Task requirements »
An exact transcription is needed, starting with the line that contains "For each instance, a" and ending with the last line of the records.

Collected data entries »
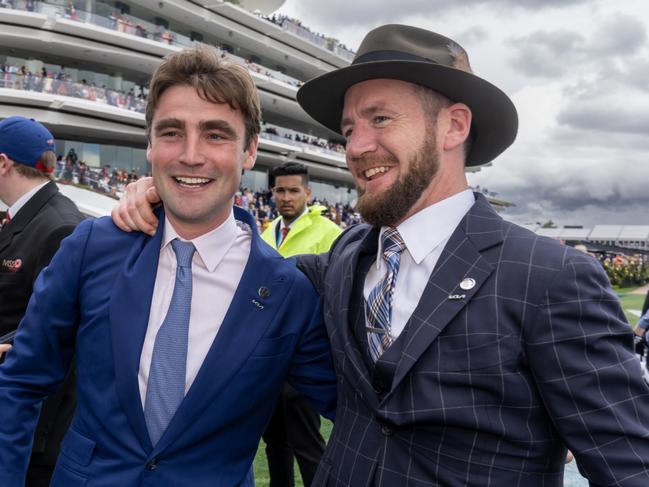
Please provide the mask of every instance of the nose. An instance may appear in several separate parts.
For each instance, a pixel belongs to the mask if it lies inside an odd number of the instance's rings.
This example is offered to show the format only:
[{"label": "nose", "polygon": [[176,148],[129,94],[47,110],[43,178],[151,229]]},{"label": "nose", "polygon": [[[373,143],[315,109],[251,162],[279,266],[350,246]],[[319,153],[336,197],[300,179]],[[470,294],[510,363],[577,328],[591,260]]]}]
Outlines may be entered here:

Result »
For each instance, a pixel belongs to the mask if it lies inside an odd number of the instance's rings.
This example is offered to show the format only:
[{"label": "nose", "polygon": [[176,148],[129,94],[47,110],[43,178],[151,229]]},{"label": "nose", "polygon": [[[373,143],[315,109],[251,162],[279,266],[350,246]],[[319,153],[336,197],[300,179]],[[470,294],[510,363],[577,328],[591,260]]]}]
Outlines may be entered here:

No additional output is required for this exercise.